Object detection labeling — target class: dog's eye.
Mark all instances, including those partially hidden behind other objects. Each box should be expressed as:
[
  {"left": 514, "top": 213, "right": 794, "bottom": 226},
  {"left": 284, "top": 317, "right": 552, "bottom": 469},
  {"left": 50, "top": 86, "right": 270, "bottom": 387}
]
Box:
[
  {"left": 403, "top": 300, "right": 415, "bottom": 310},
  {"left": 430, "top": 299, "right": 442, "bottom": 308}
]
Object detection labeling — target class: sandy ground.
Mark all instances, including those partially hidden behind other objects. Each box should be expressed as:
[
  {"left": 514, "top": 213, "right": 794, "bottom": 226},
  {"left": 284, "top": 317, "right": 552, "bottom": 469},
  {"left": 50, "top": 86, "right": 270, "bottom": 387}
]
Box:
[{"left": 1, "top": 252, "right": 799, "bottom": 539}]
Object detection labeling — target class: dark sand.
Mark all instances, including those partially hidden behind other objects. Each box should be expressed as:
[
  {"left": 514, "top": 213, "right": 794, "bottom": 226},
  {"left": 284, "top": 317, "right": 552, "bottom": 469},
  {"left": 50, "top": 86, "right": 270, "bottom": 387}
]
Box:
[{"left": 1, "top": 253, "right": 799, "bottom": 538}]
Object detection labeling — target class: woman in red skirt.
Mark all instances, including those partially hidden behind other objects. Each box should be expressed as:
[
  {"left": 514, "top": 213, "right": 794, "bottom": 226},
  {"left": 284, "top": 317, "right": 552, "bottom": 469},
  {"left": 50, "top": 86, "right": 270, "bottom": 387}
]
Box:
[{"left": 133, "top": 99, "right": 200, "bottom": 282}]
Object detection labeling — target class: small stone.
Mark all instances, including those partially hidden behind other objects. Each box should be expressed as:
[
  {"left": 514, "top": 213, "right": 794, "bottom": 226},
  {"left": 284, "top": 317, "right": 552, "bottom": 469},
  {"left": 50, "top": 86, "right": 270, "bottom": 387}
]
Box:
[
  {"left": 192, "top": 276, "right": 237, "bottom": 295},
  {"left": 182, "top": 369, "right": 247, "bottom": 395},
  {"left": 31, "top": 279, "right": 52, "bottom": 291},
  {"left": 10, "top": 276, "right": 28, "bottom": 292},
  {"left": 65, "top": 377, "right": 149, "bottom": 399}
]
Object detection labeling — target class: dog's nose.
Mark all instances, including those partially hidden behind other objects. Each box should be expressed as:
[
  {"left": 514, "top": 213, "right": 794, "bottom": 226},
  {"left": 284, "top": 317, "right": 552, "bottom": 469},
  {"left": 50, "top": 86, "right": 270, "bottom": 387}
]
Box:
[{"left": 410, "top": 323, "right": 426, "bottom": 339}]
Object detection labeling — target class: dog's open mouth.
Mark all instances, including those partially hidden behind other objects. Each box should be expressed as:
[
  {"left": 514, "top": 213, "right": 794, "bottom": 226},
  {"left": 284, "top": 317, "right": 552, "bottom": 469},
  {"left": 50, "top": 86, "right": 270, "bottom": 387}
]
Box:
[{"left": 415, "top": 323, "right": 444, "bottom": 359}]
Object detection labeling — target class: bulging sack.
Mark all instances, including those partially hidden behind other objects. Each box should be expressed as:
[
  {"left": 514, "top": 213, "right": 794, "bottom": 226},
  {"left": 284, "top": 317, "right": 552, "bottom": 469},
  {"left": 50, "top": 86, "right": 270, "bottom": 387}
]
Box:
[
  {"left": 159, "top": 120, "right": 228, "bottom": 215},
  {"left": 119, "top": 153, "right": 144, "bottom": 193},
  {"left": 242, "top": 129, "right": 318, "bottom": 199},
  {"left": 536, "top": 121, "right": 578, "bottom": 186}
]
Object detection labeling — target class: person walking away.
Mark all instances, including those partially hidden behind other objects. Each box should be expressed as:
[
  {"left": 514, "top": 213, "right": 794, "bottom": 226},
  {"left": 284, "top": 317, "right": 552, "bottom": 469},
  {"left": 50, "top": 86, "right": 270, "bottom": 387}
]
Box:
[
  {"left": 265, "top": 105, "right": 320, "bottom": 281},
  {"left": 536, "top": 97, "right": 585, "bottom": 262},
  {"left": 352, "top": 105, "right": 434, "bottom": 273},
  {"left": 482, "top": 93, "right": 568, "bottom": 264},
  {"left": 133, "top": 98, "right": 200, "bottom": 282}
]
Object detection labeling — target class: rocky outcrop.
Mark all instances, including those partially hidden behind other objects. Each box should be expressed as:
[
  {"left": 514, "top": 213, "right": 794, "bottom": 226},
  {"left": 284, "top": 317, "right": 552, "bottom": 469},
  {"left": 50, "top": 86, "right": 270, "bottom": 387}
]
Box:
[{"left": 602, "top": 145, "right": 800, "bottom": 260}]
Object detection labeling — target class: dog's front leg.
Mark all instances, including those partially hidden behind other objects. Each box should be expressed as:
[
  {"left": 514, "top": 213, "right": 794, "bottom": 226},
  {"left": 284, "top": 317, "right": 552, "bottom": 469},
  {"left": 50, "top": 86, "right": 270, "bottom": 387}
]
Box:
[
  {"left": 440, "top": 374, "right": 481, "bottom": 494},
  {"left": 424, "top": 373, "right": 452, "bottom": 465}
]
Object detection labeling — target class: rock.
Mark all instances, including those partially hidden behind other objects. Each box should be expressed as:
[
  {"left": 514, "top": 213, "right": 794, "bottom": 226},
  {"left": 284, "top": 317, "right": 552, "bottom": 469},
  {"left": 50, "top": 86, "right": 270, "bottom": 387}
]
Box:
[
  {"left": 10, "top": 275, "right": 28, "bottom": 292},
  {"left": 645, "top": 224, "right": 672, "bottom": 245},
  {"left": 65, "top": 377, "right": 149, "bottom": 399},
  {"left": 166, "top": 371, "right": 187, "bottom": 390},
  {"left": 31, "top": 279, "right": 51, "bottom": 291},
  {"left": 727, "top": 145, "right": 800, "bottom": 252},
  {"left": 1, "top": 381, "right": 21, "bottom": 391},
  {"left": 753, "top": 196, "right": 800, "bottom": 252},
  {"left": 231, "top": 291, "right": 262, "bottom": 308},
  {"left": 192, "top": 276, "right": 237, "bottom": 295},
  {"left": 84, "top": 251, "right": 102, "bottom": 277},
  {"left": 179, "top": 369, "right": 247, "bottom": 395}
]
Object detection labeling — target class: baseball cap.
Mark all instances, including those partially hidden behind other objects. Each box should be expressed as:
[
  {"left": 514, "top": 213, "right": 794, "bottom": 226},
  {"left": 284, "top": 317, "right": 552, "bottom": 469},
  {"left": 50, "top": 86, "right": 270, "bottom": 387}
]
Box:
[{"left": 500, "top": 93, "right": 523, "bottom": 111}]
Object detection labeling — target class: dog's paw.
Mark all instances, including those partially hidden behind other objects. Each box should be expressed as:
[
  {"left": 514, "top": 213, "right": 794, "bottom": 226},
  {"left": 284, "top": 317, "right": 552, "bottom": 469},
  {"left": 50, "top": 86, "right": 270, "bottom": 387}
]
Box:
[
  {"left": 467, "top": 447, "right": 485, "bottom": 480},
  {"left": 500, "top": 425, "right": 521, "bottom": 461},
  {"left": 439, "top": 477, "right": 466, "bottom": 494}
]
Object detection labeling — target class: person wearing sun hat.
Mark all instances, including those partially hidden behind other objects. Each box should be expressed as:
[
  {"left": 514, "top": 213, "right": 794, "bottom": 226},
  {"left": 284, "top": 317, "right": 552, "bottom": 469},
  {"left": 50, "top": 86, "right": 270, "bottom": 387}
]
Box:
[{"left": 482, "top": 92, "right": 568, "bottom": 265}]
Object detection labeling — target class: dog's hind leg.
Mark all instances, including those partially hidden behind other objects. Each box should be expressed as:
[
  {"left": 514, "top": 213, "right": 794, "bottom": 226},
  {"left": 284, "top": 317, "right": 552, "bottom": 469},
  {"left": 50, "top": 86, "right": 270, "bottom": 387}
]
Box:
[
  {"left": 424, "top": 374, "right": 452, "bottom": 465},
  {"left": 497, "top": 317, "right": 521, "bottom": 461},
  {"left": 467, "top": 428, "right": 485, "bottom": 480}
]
------------
What lines in the listing include the string "person"? Copy them out.

Object detection labeling — target class: person walking away.
Object detection labeling — target class: person wearing sun hat.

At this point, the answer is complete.